Provided data Start Marker

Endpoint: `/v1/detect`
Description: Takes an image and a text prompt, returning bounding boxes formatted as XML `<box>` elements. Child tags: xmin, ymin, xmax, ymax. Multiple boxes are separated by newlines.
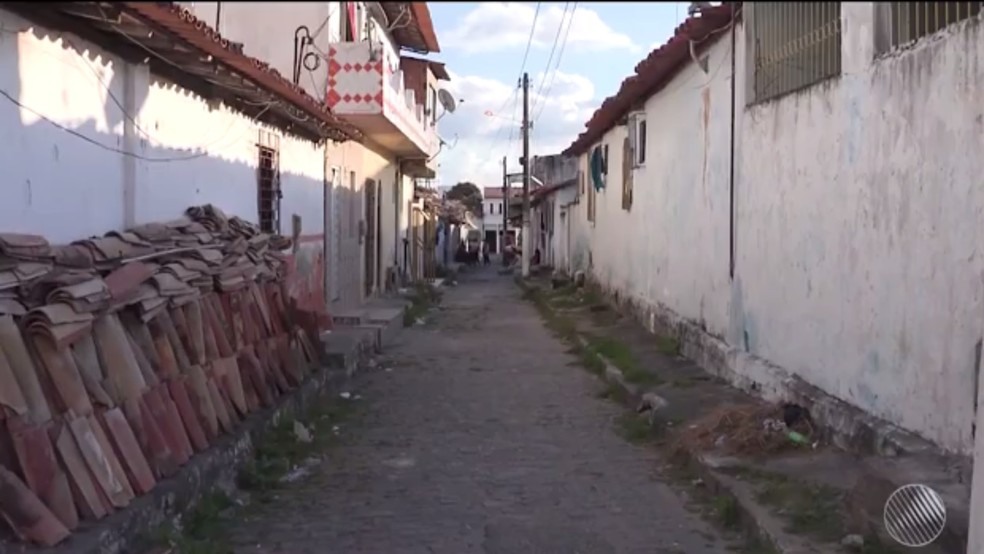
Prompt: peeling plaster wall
<box><xmin>737</xmin><ymin>6</ymin><xmax>984</xmax><ymax>453</ymax></box>
<box><xmin>0</xmin><ymin>10</ymin><xmax>325</xmax><ymax>237</ymax></box>
<box><xmin>584</xmin><ymin>35</ymin><xmax>734</xmax><ymax>337</ymax></box>
<box><xmin>574</xmin><ymin>5</ymin><xmax>984</xmax><ymax>454</ymax></box>
<box><xmin>0</xmin><ymin>10</ymin><xmax>334</xmax><ymax>314</ymax></box>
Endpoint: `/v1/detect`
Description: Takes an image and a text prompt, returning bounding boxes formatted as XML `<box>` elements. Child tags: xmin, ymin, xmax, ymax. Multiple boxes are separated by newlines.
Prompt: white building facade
<box><xmin>565</xmin><ymin>3</ymin><xmax>984</xmax><ymax>459</ymax></box>
<box><xmin>0</xmin><ymin>2</ymin><xmax>450</xmax><ymax>317</ymax></box>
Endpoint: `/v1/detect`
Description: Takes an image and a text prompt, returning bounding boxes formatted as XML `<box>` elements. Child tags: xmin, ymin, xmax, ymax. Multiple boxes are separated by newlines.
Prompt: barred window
<box><xmin>256</xmin><ymin>131</ymin><xmax>281</xmax><ymax>234</ymax></box>
<box><xmin>876</xmin><ymin>2</ymin><xmax>983</xmax><ymax>53</ymax></box>
<box><xmin>751</xmin><ymin>2</ymin><xmax>842</xmax><ymax>104</ymax></box>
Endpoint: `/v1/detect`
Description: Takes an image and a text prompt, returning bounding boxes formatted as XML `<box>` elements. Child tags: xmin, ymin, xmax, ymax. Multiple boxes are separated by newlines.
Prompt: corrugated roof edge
<box><xmin>121</xmin><ymin>2</ymin><xmax>364</xmax><ymax>143</ymax></box>
<box><xmin>563</xmin><ymin>3</ymin><xmax>740</xmax><ymax>157</ymax></box>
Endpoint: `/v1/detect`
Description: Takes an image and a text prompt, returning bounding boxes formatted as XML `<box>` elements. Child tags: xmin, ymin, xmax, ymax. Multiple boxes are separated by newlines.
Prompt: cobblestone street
<box><xmin>226</xmin><ymin>268</ymin><xmax>731</xmax><ymax>553</ymax></box>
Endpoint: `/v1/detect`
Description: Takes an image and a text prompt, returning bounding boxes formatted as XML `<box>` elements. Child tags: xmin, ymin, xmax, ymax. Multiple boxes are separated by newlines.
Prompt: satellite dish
<box><xmin>438</xmin><ymin>89</ymin><xmax>457</xmax><ymax>114</ymax></box>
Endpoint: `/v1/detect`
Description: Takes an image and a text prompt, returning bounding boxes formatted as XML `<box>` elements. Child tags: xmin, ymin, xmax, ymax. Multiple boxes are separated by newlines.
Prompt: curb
<box><xmin>586</xmin><ymin>333</ymin><xmax>813</xmax><ymax>553</ymax></box>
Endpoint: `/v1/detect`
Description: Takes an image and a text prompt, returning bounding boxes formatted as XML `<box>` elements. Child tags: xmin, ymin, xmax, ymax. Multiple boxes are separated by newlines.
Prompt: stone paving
<box><xmin>226</xmin><ymin>267</ymin><xmax>732</xmax><ymax>554</ymax></box>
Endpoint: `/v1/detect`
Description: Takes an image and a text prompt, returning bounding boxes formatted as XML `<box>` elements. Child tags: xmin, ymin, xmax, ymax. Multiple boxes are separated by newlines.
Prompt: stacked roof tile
<box><xmin>0</xmin><ymin>205</ymin><xmax>319</xmax><ymax>546</ymax></box>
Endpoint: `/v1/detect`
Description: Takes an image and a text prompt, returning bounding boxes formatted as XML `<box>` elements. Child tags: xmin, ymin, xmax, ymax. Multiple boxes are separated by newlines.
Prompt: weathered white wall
<box><xmin>186</xmin><ymin>2</ymin><xmax>343</xmax><ymax>100</ymax></box>
<box><xmin>549</xmin><ymin>186</ymin><xmax>578</xmax><ymax>273</ymax></box>
<box><xmin>1</xmin><ymin>6</ymin><xmax>419</xmax><ymax>310</ymax></box>
<box><xmin>0</xmin><ymin>10</ymin><xmax>327</xmax><ymax>247</ymax></box>
<box><xmin>0</xmin><ymin>18</ymin><xmax>127</xmax><ymax>243</ymax></box>
<box><xmin>736</xmin><ymin>6</ymin><xmax>984</xmax><ymax>453</ymax></box>
<box><xmin>574</xmin><ymin>5</ymin><xmax>984</xmax><ymax>453</ymax></box>
<box><xmin>581</xmin><ymin>33</ymin><xmax>734</xmax><ymax>335</ymax></box>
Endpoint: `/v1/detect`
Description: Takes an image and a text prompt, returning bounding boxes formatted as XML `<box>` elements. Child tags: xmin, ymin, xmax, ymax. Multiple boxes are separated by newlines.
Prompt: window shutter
<box><xmin>621</xmin><ymin>136</ymin><xmax>632</xmax><ymax>211</ymax></box>
<box><xmin>627</xmin><ymin>115</ymin><xmax>638</xmax><ymax>160</ymax></box>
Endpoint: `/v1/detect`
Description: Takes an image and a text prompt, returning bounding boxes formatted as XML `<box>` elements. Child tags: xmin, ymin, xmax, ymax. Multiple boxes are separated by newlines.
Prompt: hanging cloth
<box><xmin>590</xmin><ymin>146</ymin><xmax>605</xmax><ymax>191</ymax></box>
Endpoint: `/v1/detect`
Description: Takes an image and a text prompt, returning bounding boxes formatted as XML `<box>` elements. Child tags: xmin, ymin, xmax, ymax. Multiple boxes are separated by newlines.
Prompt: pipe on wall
<box><xmin>728</xmin><ymin>4</ymin><xmax>738</xmax><ymax>279</ymax></box>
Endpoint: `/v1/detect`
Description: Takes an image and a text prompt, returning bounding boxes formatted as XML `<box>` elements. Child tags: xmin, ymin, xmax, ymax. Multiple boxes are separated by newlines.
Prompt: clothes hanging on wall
<box><xmin>590</xmin><ymin>146</ymin><xmax>606</xmax><ymax>191</ymax></box>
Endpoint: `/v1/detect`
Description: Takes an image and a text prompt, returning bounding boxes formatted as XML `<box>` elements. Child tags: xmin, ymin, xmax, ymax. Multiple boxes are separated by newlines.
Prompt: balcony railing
<box><xmin>326</xmin><ymin>40</ymin><xmax>437</xmax><ymax>157</ymax></box>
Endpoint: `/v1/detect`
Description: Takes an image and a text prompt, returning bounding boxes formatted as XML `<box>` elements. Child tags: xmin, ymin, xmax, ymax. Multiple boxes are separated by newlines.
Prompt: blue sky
<box><xmin>430</xmin><ymin>1</ymin><xmax>690</xmax><ymax>188</ymax></box>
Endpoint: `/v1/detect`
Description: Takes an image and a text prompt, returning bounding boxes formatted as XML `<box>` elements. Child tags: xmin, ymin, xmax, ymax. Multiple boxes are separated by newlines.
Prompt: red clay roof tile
<box><xmin>120</xmin><ymin>3</ymin><xmax>363</xmax><ymax>142</ymax></box>
<box><xmin>563</xmin><ymin>4</ymin><xmax>739</xmax><ymax>157</ymax></box>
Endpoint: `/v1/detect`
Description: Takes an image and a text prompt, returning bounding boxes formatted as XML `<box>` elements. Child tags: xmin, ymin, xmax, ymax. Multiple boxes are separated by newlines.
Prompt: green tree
<box><xmin>446</xmin><ymin>181</ymin><xmax>483</xmax><ymax>216</ymax></box>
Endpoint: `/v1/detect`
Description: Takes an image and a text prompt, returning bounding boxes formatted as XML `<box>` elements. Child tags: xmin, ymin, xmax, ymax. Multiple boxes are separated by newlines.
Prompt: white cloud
<box><xmin>442</xmin><ymin>3</ymin><xmax>639</xmax><ymax>55</ymax></box>
<box><xmin>435</xmin><ymin>68</ymin><xmax>597</xmax><ymax>188</ymax></box>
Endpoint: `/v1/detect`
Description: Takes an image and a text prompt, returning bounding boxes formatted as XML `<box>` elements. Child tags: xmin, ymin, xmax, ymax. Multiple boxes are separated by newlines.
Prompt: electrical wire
<box><xmin>491</xmin><ymin>1</ymin><xmax>541</xmax><ymax>163</ymax></box>
<box><xmin>532</xmin><ymin>1</ymin><xmax>577</xmax><ymax>125</ymax></box>
<box><xmin>99</xmin><ymin>5</ymin><xmax>314</xmax><ymax>125</ymax></box>
<box><xmin>0</xmin><ymin>22</ymin><xmax>280</xmax><ymax>158</ymax></box>
<box><xmin>0</xmin><ymin>86</ymin><xmax>273</xmax><ymax>162</ymax></box>
<box><xmin>517</xmin><ymin>2</ymin><xmax>542</xmax><ymax>81</ymax></box>
<box><xmin>529</xmin><ymin>2</ymin><xmax>569</xmax><ymax>116</ymax></box>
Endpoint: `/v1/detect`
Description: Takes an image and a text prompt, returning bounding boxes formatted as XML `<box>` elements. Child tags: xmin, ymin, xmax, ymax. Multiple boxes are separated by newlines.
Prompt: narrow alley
<box><xmin>0</xmin><ymin>2</ymin><xmax>978</xmax><ymax>552</ymax></box>
<box><xmin>222</xmin><ymin>268</ymin><xmax>730</xmax><ymax>554</ymax></box>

Provided data End Marker

Only output the lines from the one with "Prompt: green tree" through the end of the entries above, exactly as they are.

Prompt: green tree
<box><xmin>446</xmin><ymin>181</ymin><xmax>483</xmax><ymax>216</ymax></box>
Endpoint: `/v1/detect`
Description: Takes an image and a text prompt, returning bounding boxes formatted as XML `<box>` elements. Child tags: xmin, ymin, xmax, ymax. Multiple boxes are separated by newlines.
Prompt: white cloud
<box><xmin>442</xmin><ymin>3</ymin><xmax>639</xmax><ymax>55</ymax></box>
<box><xmin>435</xmin><ymin>68</ymin><xmax>597</xmax><ymax>188</ymax></box>
Endpoint: `/v1/detect`
Description: Takes an image and a text prompt, returning bounding boxes formatted as XML `<box>` elements. Child tags: xmin, ymin, xmax, ymax. Multiple boxes are separated by newlines.
Prompt: electrical wire
<box><xmin>491</xmin><ymin>1</ymin><xmax>541</xmax><ymax>163</ymax></box>
<box><xmin>532</xmin><ymin>1</ymin><xmax>577</xmax><ymax>125</ymax></box>
<box><xmin>99</xmin><ymin>5</ymin><xmax>314</xmax><ymax>125</ymax></box>
<box><xmin>0</xmin><ymin>22</ymin><xmax>280</xmax><ymax>158</ymax></box>
<box><xmin>0</xmin><ymin>86</ymin><xmax>273</xmax><ymax>162</ymax></box>
<box><xmin>517</xmin><ymin>2</ymin><xmax>542</xmax><ymax>81</ymax></box>
<box><xmin>529</xmin><ymin>2</ymin><xmax>569</xmax><ymax>116</ymax></box>
Endpoint: `/v1/detect`
Description: Takes an image and a text prompt, returning bounding boxes formatted as XML `<box>` elements. Child tags: xmin, ymin, xmax, ymax. Multiple boxes are separated by newlines.
Prompt: narrow alley
<box><xmin>0</xmin><ymin>2</ymin><xmax>978</xmax><ymax>552</ymax></box>
<box><xmin>222</xmin><ymin>268</ymin><xmax>730</xmax><ymax>554</ymax></box>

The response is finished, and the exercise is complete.